_Requirement_. Identify every line in the entries below that contains the string "bicycle", and copy each of those lines. Case counts.

>> BEGIN Records for processing

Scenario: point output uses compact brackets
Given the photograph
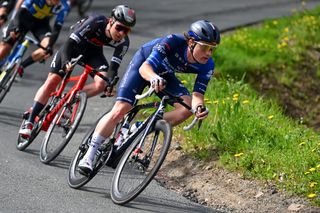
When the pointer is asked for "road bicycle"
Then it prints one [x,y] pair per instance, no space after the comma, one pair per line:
[9,69]
[62,115]
[138,158]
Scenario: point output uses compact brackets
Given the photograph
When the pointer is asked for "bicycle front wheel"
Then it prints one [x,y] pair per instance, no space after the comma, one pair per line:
[139,165]
[62,128]
[7,80]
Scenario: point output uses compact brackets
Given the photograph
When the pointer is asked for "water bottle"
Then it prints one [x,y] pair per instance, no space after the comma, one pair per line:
[135,126]
[122,135]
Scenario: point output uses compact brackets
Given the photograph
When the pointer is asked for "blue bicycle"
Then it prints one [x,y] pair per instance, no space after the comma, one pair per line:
[9,69]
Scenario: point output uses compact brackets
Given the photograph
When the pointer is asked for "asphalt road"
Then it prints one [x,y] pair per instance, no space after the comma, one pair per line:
[30,186]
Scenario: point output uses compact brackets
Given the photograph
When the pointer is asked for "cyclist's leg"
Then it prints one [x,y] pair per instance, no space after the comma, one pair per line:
[22,25]
[95,58]
[180,113]
[103,130]
[5,8]
[131,84]
[43,94]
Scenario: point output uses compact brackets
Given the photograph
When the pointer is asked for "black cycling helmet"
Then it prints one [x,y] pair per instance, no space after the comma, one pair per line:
[203,30]
[125,15]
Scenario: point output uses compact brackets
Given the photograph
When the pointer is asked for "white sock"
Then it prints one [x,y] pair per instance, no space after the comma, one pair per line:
[95,143]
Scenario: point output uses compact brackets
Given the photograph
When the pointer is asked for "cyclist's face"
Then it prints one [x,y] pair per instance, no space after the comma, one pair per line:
[52,2]
[202,51]
[118,31]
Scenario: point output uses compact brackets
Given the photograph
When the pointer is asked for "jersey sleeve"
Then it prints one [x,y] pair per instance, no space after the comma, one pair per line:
[87,27]
[161,50]
[118,54]
[63,13]
[203,78]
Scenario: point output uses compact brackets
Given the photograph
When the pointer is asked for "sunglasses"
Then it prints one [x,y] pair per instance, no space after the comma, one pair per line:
[206,47]
[121,28]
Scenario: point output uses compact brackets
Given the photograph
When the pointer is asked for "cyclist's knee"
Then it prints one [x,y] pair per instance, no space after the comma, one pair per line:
[184,113]
[52,82]
[119,110]
[100,86]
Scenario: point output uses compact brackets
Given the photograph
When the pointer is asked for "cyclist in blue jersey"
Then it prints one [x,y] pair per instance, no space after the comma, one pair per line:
[154,62]
[88,38]
[34,16]
[6,6]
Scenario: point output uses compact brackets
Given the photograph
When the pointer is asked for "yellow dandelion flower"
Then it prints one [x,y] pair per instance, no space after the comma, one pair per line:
[312,195]
[312,184]
[238,154]
[312,169]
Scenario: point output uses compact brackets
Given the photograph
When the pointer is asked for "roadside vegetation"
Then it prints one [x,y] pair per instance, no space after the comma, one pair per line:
[250,131]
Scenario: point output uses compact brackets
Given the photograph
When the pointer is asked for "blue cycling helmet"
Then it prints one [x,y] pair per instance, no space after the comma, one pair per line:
[203,30]
[125,15]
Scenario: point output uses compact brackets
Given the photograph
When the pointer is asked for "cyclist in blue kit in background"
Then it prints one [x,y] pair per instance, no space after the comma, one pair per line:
[34,16]
[155,63]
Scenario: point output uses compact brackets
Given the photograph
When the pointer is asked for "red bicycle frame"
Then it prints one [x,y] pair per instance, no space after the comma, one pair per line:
[67,98]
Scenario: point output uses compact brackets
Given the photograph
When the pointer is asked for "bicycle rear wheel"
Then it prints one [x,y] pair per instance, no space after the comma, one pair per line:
[61,131]
[75,178]
[137,167]
[7,80]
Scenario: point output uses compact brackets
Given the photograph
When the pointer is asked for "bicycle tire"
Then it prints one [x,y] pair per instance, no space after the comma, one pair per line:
[52,145]
[75,178]
[83,7]
[7,82]
[122,176]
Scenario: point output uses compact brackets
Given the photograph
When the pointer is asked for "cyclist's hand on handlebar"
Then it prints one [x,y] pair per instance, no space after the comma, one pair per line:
[201,112]
[110,90]
[67,67]
[49,51]
[158,83]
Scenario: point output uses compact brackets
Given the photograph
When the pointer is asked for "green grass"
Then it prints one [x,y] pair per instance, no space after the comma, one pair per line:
[248,133]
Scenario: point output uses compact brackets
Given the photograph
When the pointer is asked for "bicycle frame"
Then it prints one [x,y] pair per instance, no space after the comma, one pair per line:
[67,98]
[145,126]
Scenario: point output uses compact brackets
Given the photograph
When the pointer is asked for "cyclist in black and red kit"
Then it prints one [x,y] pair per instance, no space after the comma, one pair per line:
[6,6]
[88,38]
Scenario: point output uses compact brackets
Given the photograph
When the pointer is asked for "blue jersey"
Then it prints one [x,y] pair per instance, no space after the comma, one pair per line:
[40,10]
[169,55]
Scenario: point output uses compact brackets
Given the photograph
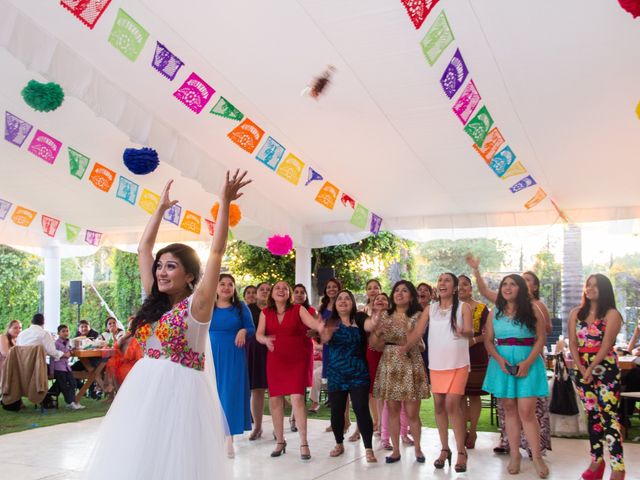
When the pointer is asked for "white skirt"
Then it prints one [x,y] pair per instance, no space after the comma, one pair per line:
[166,422]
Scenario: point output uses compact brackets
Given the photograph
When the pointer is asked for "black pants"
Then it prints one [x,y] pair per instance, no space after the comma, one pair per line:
[65,383]
[360,404]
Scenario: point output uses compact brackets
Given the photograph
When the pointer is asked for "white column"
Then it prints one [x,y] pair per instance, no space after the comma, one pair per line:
[51,288]
[303,268]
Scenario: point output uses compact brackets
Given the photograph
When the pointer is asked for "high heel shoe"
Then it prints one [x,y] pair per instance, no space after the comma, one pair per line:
[279,451]
[305,456]
[596,474]
[461,467]
[439,462]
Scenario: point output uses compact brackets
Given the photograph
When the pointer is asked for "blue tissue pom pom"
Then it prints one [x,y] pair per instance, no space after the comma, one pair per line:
[141,161]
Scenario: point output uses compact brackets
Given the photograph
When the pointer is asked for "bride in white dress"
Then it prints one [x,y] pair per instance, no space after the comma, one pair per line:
[166,421]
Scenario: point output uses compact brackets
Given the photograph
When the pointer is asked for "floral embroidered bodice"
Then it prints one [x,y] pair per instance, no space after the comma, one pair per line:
[177,336]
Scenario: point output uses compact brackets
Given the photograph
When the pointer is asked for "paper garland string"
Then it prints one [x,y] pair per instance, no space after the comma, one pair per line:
[128,36]
[87,11]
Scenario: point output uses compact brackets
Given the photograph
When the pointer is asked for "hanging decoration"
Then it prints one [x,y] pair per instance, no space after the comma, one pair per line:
[87,11]
[43,97]
[16,130]
[194,93]
[128,36]
[140,161]
[280,245]
[235,215]
[166,62]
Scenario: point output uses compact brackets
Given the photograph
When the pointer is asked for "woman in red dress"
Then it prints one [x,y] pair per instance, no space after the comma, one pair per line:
[283,329]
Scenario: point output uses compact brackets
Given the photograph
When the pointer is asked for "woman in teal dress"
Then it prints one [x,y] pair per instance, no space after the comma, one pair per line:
[515,336]
[230,326]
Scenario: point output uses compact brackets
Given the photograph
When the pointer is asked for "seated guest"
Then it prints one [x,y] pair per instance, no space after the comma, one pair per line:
[85,330]
[37,335]
[65,382]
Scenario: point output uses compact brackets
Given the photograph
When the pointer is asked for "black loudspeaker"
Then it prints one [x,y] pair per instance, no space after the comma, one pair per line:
[75,292]
[324,275]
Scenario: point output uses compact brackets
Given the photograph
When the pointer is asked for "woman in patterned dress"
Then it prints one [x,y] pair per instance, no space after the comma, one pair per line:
[166,421]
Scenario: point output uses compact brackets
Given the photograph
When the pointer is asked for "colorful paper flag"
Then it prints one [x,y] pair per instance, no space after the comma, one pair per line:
[536,199]
[312,176]
[23,216]
[271,153]
[247,135]
[127,190]
[149,201]
[92,238]
[102,177]
[418,10]
[191,222]
[72,231]
[492,143]
[45,146]
[515,169]
[437,38]
[128,36]
[49,225]
[327,195]
[224,108]
[166,62]
[194,93]
[360,217]
[16,130]
[376,223]
[454,75]
[479,126]
[291,169]
[467,102]
[523,183]
[78,163]
[502,161]
[87,11]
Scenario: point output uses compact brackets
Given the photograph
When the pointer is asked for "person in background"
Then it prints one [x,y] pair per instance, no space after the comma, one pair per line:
[593,328]
[64,381]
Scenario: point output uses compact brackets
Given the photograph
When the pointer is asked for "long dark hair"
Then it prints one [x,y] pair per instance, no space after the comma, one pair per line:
[414,306]
[524,311]
[235,300]
[334,319]
[324,303]
[606,298]
[536,282]
[306,303]
[158,303]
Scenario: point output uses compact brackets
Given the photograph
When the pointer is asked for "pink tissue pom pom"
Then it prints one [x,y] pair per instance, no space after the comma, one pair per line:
[280,244]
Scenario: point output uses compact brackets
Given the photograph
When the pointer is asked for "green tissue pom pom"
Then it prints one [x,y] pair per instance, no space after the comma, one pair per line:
[43,97]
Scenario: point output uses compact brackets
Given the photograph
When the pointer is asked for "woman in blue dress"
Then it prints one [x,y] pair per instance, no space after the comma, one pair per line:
[514,339]
[230,326]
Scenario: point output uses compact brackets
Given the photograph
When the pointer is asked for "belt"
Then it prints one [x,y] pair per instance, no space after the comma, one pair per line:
[516,342]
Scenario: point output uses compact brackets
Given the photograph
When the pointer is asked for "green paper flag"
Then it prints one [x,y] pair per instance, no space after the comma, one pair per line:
[360,217]
[72,232]
[437,39]
[224,108]
[128,36]
[78,163]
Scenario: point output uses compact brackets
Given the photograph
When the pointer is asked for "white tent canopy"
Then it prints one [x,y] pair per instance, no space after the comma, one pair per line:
[560,80]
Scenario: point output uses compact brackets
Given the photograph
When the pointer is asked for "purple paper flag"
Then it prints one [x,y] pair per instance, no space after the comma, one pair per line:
[523,183]
[313,175]
[4,208]
[376,223]
[454,75]
[16,130]
[166,62]
[467,102]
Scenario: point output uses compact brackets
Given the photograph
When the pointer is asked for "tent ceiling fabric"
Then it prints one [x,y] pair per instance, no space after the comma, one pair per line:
[559,78]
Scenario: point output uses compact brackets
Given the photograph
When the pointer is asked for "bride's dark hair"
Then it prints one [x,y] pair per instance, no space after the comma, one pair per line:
[158,303]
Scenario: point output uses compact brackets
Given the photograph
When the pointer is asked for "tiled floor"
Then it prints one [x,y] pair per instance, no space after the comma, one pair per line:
[59,453]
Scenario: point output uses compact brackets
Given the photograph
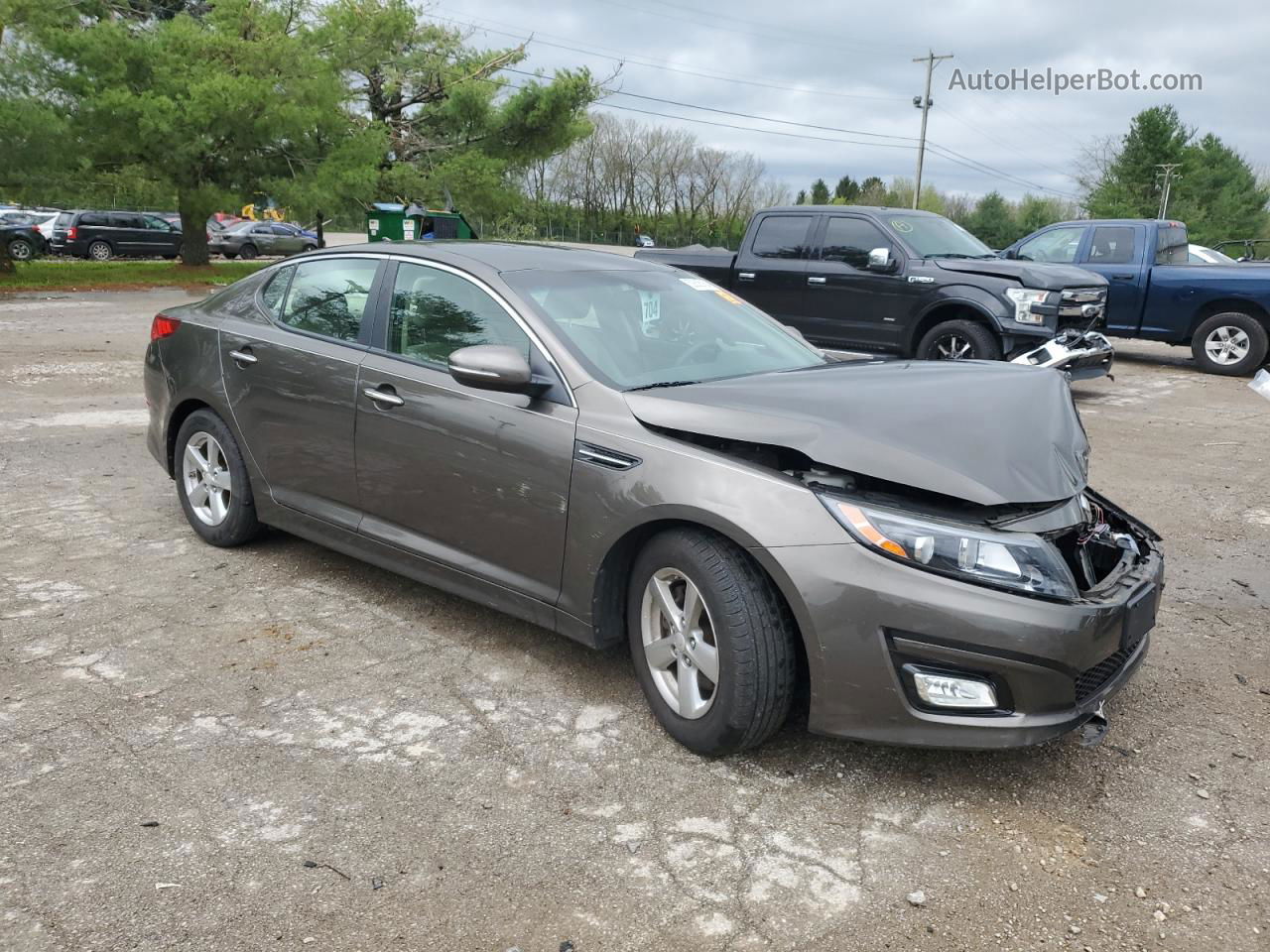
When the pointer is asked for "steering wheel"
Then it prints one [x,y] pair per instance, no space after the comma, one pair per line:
[694,350]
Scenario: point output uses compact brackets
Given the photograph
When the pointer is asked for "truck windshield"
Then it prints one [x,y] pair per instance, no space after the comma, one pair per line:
[638,329]
[937,238]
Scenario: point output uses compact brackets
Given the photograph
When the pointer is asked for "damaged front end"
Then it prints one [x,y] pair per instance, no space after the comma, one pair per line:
[1082,354]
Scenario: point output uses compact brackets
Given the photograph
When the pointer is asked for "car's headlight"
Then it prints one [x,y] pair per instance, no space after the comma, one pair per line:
[1024,298]
[1012,560]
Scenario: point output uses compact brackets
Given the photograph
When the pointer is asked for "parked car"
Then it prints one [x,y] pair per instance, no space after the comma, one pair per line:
[1198,254]
[104,235]
[22,239]
[252,239]
[621,452]
[1156,294]
[894,281]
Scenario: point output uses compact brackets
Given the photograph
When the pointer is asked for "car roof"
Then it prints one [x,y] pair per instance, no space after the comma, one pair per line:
[839,208]
[506,255]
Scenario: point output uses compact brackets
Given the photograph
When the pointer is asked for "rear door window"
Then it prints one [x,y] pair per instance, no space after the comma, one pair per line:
[276,291]
[329,298]
[1171,244]
[436,312]
[1114,244]
[783,236]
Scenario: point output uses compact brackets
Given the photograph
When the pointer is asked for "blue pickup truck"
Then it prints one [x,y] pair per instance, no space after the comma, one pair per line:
[1155,294]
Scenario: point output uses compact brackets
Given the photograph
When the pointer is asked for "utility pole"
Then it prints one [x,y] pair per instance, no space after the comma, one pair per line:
[925,104]
[1169,173]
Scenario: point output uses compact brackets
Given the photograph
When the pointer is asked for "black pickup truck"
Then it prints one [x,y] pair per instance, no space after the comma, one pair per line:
[897,281]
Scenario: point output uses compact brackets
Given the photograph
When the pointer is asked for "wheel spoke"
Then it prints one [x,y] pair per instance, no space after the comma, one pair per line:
[218,504]
[689,692]
[659,654]
[691,607]
[666,601]
[705,656]
[194,460]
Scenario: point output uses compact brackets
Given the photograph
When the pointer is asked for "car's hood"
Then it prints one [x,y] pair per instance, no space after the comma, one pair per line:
[1032,275]
[988,433]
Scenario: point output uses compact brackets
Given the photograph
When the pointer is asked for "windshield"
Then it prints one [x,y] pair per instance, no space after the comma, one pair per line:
[937,238]
[648,329]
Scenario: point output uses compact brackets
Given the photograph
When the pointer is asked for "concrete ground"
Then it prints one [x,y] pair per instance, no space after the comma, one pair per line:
[281,748]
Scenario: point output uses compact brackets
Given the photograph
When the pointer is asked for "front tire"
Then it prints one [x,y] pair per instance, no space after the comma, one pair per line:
[1232,344]
[212,483]
[712,643]
[959,340]
[21,250]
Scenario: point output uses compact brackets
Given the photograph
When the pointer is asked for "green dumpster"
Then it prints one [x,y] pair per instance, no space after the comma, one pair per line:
[391,221]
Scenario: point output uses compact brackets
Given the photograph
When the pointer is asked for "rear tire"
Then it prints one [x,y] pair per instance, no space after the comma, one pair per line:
[1230,344]
[959,340]
[743,634]
[212,483]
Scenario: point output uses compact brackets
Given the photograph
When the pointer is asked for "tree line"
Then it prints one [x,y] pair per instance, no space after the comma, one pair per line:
[325,105]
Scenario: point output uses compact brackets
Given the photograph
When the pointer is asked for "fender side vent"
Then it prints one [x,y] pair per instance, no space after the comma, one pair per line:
[604,457]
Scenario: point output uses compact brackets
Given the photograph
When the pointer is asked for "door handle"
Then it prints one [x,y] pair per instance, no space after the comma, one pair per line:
[384,398]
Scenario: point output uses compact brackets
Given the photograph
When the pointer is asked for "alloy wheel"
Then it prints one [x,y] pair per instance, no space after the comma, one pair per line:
[952,347]
[206,477]
[680,644]
[1227,344]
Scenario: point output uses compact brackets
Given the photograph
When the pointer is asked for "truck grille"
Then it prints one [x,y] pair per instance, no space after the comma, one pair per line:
[1091,680]
[1074,302]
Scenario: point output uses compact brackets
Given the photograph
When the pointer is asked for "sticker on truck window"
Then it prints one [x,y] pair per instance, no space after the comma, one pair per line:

>> END Records for processing

_Response_.
When the pointer is asked for "road bicycle"
When the pointer is asked for "bicycle front wheel"
When the pointer is asked for "blue bicycle"
When the pointer is asked for "red bicycle frame"
When the pointer is asked for "bicycle rear wheel"
When the pointer is asked for "bicycle tire"
When the pointer is asked for "bicycle frame"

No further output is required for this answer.